Выбрать главу
* * *

Итак, районы за Горынью снова контролируются нашими отрядами. Белоруссия насыщена партизанами, и фашисты никак не могут справиться с нами. После облавы они еще сильнее боятся лесов, деревень и дорог — засели в городах и крупных населенных пунктах. Напуганные нашими налетами, гитлеровцы обносят укреплениями свои казармы и станции: земляные валы, двойные бревенчатые частоколы с метровой земляной засыпкой между ними, паутина колючей проволоки. Часовые с автоматами подозрительно и трусливо вглядываются в каждого прохожего и проезжего. Это, как говорят у нас, не от хорошей жизни. На захваченной земле они живут, как осажденные. А ведь по этой земле надо им везти все новые и новые подкрепления, орудия и снаряды на восток, к Сталинградскому котлу.

Ночами они уже не рискуют пускать поезда по опасным дорогам — по дорогам, подверженным нападениям партизан. Поезда идут днем. Но и мы переходим на дневную работу, и опять гремят взрывы.

РАЗДЕЛ ДАННЫХ:
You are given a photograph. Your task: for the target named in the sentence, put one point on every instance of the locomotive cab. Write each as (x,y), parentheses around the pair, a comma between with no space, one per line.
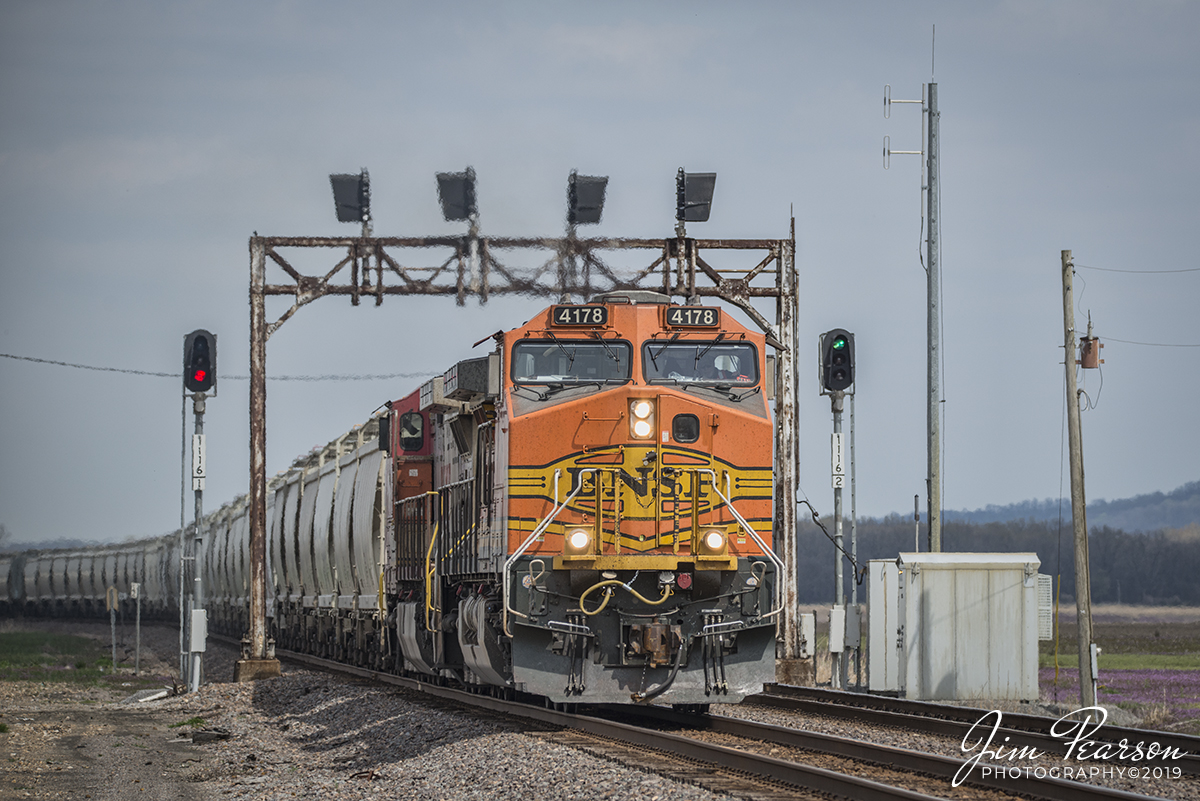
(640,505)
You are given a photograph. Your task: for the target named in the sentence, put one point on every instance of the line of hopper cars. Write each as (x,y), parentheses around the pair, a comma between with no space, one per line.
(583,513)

ЗАДАЧА A:
В какое время суток, по отрывку о партизанах, теперь идут поезда?
ЗАДАЧА B:
Перепишите из отрывка о партизанах текст от слов «Ночами они уже» до слов «опять гремят взрывы.» включительно.
Отвечайте, опираясь только на отрывок.

ОЖИДАЕМЫЙ ОТВЕТ A:
Поезда идут днём.

ОЖИДАЕМЫЙ ОТВЕТ B:
Ночами они уже не рискуют пускать поезда по опасным дорогам — по дорогам, подверженным нападениям партизан. Поезда идут днем. Но и мы переходим на дневную работу, и опять гремят взрывы.